TASK INSTRUCTIONS: Return exactly the lines that run from the one containing "Q: Locate the driver's face" to the end of the entries, with both ends included.

RECORD LIST:
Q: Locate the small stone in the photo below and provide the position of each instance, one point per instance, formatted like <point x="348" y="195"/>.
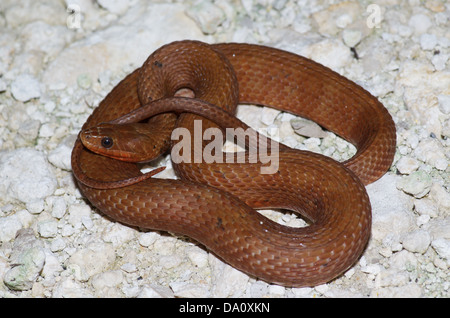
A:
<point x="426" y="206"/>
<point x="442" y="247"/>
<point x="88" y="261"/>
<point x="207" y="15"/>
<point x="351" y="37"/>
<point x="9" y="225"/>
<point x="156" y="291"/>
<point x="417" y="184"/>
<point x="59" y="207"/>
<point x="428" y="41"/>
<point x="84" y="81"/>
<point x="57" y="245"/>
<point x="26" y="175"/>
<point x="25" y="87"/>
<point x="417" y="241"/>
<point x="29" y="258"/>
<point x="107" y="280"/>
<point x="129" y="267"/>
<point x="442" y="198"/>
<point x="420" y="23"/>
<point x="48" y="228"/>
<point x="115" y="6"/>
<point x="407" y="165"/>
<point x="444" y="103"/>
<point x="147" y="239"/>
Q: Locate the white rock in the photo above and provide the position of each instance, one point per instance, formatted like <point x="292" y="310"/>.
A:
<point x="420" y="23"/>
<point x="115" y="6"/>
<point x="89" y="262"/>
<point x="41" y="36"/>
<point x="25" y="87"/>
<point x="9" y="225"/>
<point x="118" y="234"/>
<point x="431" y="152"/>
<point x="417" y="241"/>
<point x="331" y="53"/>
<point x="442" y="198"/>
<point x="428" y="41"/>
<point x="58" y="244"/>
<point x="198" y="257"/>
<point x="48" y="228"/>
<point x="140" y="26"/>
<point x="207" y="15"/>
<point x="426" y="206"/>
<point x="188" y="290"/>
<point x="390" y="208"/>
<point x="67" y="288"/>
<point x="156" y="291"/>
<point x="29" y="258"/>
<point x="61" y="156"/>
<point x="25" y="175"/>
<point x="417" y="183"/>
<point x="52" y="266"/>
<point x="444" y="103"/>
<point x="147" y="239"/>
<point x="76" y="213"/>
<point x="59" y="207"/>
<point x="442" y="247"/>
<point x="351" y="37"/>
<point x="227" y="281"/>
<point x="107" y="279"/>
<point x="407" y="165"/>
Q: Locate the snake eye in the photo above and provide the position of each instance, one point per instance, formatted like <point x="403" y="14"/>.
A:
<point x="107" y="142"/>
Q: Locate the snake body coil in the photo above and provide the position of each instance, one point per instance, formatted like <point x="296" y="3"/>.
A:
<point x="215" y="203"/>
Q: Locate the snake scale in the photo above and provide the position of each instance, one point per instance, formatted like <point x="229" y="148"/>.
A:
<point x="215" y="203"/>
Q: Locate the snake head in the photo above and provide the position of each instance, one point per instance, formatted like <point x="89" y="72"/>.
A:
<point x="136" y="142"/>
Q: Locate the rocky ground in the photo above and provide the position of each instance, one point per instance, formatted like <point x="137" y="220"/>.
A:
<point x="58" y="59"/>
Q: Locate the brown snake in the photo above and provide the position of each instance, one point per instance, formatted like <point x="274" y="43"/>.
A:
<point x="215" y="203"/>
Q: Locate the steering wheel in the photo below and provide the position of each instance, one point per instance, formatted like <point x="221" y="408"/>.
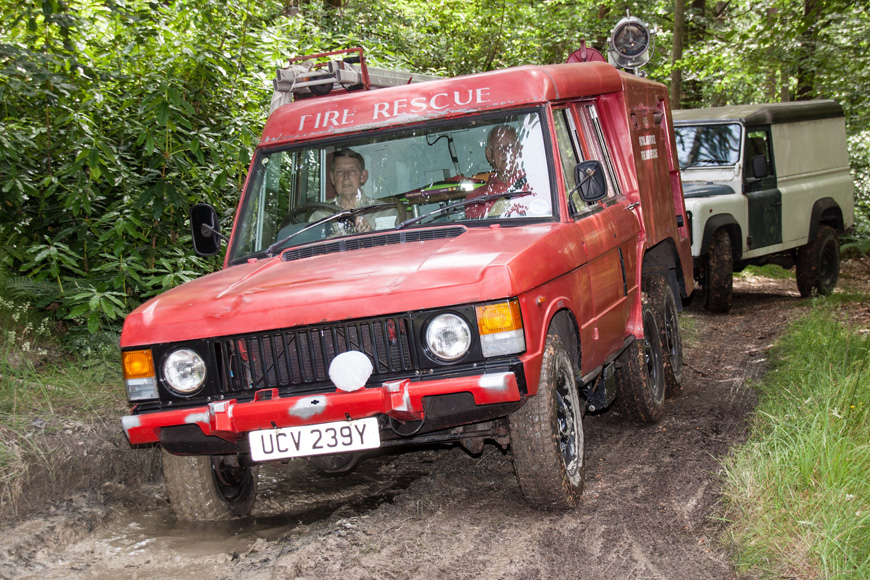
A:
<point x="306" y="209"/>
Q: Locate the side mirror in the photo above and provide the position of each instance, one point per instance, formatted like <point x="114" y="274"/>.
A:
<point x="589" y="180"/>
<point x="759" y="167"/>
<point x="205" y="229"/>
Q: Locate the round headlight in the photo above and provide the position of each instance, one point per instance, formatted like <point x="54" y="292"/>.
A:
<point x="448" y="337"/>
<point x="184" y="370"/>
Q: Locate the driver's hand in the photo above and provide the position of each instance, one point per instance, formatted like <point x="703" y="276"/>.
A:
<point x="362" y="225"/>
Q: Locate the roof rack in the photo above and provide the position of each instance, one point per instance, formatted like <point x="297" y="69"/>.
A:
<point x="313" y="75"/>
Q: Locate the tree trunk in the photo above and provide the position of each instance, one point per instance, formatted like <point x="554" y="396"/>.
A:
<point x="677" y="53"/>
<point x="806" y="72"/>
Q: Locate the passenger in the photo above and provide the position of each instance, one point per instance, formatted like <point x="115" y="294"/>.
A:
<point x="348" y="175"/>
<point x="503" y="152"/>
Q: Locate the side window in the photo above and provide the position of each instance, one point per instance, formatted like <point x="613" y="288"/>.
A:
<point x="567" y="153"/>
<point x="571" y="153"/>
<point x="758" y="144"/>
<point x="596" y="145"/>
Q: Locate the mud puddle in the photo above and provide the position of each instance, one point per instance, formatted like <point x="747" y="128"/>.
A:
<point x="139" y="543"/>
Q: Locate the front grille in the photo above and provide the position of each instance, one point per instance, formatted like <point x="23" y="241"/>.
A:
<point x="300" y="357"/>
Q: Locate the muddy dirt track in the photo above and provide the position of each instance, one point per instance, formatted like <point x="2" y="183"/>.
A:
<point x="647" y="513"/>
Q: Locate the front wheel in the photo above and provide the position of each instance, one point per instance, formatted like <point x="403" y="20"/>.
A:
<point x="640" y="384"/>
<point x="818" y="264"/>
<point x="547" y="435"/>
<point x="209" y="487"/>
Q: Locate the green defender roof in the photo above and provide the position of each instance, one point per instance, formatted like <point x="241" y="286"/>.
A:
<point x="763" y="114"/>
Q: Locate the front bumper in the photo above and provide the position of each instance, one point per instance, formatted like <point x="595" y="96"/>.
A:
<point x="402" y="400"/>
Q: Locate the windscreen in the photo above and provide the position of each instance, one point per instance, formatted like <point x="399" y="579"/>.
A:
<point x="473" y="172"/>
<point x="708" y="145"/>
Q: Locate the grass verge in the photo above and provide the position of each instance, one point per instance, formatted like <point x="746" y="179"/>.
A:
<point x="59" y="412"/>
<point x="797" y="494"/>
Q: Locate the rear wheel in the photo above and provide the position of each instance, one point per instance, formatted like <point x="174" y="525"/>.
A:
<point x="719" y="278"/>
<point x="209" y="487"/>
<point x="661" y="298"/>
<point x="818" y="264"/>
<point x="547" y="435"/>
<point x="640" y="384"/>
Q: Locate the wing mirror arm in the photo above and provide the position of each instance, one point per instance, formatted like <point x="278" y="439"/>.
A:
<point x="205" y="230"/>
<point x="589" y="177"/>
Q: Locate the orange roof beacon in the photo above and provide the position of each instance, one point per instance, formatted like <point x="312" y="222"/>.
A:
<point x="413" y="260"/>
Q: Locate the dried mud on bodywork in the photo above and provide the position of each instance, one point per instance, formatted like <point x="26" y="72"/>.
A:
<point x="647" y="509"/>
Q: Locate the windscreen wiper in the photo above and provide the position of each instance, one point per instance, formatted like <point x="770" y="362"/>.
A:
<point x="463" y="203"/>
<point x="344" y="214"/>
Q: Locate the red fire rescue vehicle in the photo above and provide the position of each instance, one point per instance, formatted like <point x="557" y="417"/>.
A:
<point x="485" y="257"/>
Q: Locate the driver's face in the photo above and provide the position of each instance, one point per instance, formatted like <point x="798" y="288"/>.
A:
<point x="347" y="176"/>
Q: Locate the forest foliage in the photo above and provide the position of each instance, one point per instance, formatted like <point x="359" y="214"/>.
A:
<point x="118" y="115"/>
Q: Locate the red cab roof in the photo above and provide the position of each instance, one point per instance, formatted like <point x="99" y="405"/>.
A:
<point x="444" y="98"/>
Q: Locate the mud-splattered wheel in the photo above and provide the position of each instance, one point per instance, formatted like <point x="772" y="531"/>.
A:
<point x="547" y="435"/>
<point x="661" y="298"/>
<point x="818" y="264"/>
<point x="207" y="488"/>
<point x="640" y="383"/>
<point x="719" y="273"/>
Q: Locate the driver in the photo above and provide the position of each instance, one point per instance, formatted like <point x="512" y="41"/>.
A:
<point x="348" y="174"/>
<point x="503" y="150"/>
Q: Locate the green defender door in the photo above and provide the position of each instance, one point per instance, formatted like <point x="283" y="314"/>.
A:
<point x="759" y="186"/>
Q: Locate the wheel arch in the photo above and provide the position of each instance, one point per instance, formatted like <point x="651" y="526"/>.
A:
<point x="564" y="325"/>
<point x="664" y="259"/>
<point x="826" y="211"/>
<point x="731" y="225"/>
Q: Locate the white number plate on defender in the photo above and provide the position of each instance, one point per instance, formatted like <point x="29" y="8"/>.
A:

EXERCISE OUTPUT:
Q: Locate the driver's face in the photo above and provide the position of each instance, one point per instance, formatted like <point x="798" y="288"/>.
A:
<point x="347" y="176"/>
Q: Locate the forest foliage in the photo above and provide the position of each instance, one point per instance, formatted like <point x="359" y="214"/>.
A:
<point x="118" y="115"/>
Q: Locate the red cab roof in the photo above and provide the position of each instance, one point per instance, formatted like <point x="99" y="405"/>.
A:
<point x="444" y="98"/>
Q: Locate the mud-splattered wheel in the photo above and provide the position of each instance, one point per instance, formatted like <point x="772" y="531"/>.
A:
<point x="547" y="435"/>
<point x="661" y="298"/>
<point x="818" y="264"/>
<point x="207" y="488"/>
<point x="640" y="383"/>
<point x="719" y="273"/>
Q: Locate the driver in the photo above and provide the position of each instance, one point per instance, formatted like <point x="512" y="41"/>.
A:
<point x="348" y="174"/>
<point x="503" y="150"/>
Q: Locate the green defender door in the photo above and provide the position of each instance, one point per instance, formatted like <point x="283" y="314"/>.
A:
<point x="759" y="186"/>
Q: Locate the wheel arch in the photo above and provide the position of each instance, one point per instance, formatted like <point x="651" y="526"/>.
A:
<point x="564" y="325"/>
<point x="664" y="259"/>
<point x="826" y="211"/>
<point x="731" y="225"/>
Q: Locate the white number plate on defender in the photo above and provide the position of each instance, one point per instance, formatted like <point x="29" y="8"/>.
A:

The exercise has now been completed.